··· Stored data ···

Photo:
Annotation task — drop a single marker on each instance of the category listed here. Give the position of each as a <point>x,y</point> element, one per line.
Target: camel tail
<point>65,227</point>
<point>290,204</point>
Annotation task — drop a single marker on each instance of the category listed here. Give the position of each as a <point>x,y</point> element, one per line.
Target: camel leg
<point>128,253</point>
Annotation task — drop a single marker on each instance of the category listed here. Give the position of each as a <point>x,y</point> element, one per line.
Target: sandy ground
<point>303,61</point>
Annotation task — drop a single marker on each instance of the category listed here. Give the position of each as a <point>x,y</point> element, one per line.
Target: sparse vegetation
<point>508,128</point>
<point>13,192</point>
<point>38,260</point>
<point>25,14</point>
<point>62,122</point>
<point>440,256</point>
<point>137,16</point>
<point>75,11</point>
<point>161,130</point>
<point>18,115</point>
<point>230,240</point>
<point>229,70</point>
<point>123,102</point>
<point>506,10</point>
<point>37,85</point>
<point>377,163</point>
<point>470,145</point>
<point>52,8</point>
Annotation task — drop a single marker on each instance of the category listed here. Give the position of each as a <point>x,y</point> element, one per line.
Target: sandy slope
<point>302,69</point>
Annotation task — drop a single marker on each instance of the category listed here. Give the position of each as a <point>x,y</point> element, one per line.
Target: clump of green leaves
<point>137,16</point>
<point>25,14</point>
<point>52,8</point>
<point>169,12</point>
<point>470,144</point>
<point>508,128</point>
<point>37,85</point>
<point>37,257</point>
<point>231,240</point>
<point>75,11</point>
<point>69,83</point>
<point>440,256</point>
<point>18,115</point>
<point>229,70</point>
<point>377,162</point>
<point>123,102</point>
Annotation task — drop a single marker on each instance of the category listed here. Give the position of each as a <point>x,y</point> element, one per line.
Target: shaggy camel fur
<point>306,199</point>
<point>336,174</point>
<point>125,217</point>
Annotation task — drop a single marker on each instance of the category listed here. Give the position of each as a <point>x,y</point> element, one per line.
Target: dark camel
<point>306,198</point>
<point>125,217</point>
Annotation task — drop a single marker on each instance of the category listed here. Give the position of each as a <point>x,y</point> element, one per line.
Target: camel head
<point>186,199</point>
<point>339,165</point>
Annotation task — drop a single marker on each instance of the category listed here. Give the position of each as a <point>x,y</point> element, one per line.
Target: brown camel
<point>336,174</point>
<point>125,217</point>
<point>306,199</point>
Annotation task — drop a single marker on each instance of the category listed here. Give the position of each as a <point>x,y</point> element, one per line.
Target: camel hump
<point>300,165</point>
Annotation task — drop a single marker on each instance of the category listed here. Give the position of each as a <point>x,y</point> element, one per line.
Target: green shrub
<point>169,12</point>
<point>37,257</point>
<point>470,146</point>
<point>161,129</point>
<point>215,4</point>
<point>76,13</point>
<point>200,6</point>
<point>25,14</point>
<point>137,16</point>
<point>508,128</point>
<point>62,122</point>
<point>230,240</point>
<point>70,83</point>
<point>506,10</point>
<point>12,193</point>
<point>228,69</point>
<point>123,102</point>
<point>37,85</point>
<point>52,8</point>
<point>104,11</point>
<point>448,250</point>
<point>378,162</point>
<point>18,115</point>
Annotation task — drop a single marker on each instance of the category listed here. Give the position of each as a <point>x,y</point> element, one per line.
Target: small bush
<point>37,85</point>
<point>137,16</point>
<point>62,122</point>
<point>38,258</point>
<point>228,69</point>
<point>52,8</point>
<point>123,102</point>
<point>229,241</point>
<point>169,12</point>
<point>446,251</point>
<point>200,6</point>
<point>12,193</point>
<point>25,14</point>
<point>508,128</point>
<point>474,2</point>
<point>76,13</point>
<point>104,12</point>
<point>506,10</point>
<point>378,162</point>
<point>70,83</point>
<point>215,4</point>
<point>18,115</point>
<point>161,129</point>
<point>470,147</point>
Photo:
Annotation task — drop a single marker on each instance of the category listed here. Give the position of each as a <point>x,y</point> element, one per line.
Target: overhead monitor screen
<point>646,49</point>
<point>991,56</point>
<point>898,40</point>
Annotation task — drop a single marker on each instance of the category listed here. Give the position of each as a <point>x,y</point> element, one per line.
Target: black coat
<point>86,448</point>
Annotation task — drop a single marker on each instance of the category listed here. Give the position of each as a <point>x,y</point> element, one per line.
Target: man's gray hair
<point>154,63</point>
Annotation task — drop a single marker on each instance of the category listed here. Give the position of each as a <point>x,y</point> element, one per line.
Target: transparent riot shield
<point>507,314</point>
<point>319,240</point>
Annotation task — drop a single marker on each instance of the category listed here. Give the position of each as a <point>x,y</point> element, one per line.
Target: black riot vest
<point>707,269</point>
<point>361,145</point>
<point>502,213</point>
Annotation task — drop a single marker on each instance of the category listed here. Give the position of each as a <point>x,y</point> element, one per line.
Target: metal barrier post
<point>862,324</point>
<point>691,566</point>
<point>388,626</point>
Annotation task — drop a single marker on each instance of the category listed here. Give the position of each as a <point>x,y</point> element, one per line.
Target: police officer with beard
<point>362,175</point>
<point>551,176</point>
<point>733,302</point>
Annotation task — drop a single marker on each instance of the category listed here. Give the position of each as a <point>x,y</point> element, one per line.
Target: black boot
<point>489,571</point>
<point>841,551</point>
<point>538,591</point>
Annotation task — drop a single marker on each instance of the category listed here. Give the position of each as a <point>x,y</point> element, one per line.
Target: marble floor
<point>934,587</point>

···

Reproduce all of the records above verbatim, line by line, with nothing omitted or altered.

Output for this task:
Photo:
Annotation task — drop a single marker on each instance of the category listed here. Give the position of each as a <point>x,y</point> element, one per line.
Target: camel tail
<point>65,227</point>
<point>290,204</point>
Annotation task — drop a single marker on each instance of the category listed here. Give the position of each as a <point>x,y</point> element, one per line.
Target: camel leg
<point>128,253</point>
Annotation task — drop a single marker on each instance of the category listed here. Give the position of each as a <point>x,y</point> element, one per line.
Target: sandy ground
<point>303,61</point>
Annotation task — drop a single marker on each instance of the category listed here. Give the position of each as a <point>x,y</point> element, one per line.
Target: sparse vegetation
<point>508,128</point>
<point>13,192</point>
<point>38,260</point>
<point>25,14</point>
<point>62,122</point>
<point>440,256</point>
<point>137,16</point>
<point>75,11</point>
<point>161,130</point>
<point>18,115</point>
<point>230,240</point>
<point>229,70</point>
<point>123,102</point>
<point>506,10</point>
<point>37,85</point>
<point>377,163</point>
<point>470,145</point>
<point>52,8</point>
Annotation task — drop a single marker on each instance of the category listed here. Give the position of each as a <point>x,y</point> element, one per line.
Target: sandy slope
<point>302,69</point>
Annotation task — drop a single marker on each instance of the category listed here. Give the position of each as a <point>x,y</point> element, one per line.
Target: clump of green leaves
<point>137,16</point>
<point>25,14</point>
<point>52,8</point>
<point>169,12</point>
<point>470,144</point>
<point>508,128</point>
<point>37,85</point>
<point>37,257</point>
<point>231,240</point>
<point>75,11</point>
<point>69,83</point>
<point>440,256</point>
<point>18,115</point>
<point>229,70</point>
<point>377,162</point>
<point>123,102</point>
Annotation task — drop a single marker on each instance of the category listed here. Give the position of each as a <point>x,y</point> element, one per line.
Target: shaggy camel fur
<point>306,199</point>
<point>336,174</point>
<point>125,217</point>
Annotation task — drop a single marker on each instance of the category listed here. Give the position of each as a <point>x,y</point> element, one per line.
Target: dark camel
<point>306,198</point>
<point>125,217</point>
Annotation task — drop a single marker on each instance of the category listed here. Give the position of each as a <point>x,y</point> element, one per line.
Target: camel head
<point>186,199</point>
<point>339,165</point>
Annotation task — drop a single marker on each instance of the category listed here. Give the position of each as a <point>x,y</point> element, one per line.
Target: brown camel
<point>336,174</point>
<point>125,217</point>
<point>306,199</point>
Annotation task — drop a single marker on each instance of the category listed here. Give the position of each as a <point>x,y</point> element, one per line.
Target: camel hump
<point>300,165</point>
Annotation task — drop a single marker on each instance of the category listed here. Give the position of each as a <point>x,y</point> element, one per line.
Target: green shrub
<point>169,12</point>
<point>37,257</point>
<point>470,146</point>
<point>161,129</point>
<point>215,4</point>
<point>76,13</point>
<point>200,6</point>
<point>25,14</point>
<point>137,16</point>
<point>508,128</point>
<point>62,122</point>
<point>230,240</point>
<point>70,83</point>
<point>506,10</point>
<point>12,193</point>
<point>228,69</point>
<point>123,102</point>
<point>37,85</point>
<point>52,8</point>
<point>104,11</point>
<point>448,250</point>
<point>378,162</point>
<point>18,115</point>
Annotation task — drop a single marker on each instance of the category listed here. Give the position of each as a <point>x,y</point> element, one per line.
Target: small bush
<point>37,85</point>
<point>137,16</point>
<point>62,122</point>
<point>38,258</point>
<point>228,69</point>
<point>52,8</point>
<point>123,102</point>
<point>229,241</point>
<point>169,12</point>
<point>446,251</point>
<point>200,6</point>
<point>12,193</point>
<point>25,14</point>
<point>508,128</point>
<point>474,2</point>
<point>76,13</point>
<point>104,12</point>
<point>506,10</point>
<point>378,162</point>
<point>70,83</point>
<point>215,4</point>
<point>18,115</point>
<point>161,129</point>
<point>470,147</point>
Photo:
Annotation task — drop a single marker on each instance of the category listed here. Give the position of each as a <point>x,y</point> element, one per line.
Target: overhead monitor screen
<point>646,49</point>
<point>991,56</point>
<point>898,40</point>
Annotation task — drop a single marker on each instance of the category listed here. Give the position of each as a <point>x,y</point> element, one per line.
Target: black coat
<point>86,448</point>
Annotation task — drop a single marker on each instance of the category listed here. Give the position of each as a <point>x,y</point> element, one per line.
Target: man's gray hair
<point>154,63</point>
Annotation task — drop a single marker on each instance of the category listed here. Give the position of each as a <point>x,y</point> element, one per line.
Target: transparent riot shield
<point>507,314</point>
<point>319,240</point>
Annotation task — drop a single marker on each instance of the category listed here. Give the position of each as a <point>x,y</point> element, one per line.
Target: black riot vest
<point>707,269</point>
<point>361,145</point>
<point>502,213</point>
Annotation task — drop a single marker on each instance of the category listed here. Give the position of each as a <point>x,y</point> element, one per line.
Target: metal barrier post
<point>862,324</point>
<point>691,566</point>
<point>388,626</point>
Annotation task — drop a single marker on each instance of the category listed here. Give the position of each as a <point>x,y</point> element, one per line.
Target: police officer with beard
<point>362,175</point>
<point>551,176</point>
<point>733,302</point>
Annotation task — drop a single marker on each instance of the category listed here. Give the position of each as a <point>x,y</point> element, one per line.
Target: black boot
<point>489,571</point>
<point>841,551</point>
<point>538,591</point>
Annotation task — drop a single marker on each instance of the category listed here. Give the position of each as a <point>x,y</point> element, one per line.
Target: marble floor
<point>934,587</point>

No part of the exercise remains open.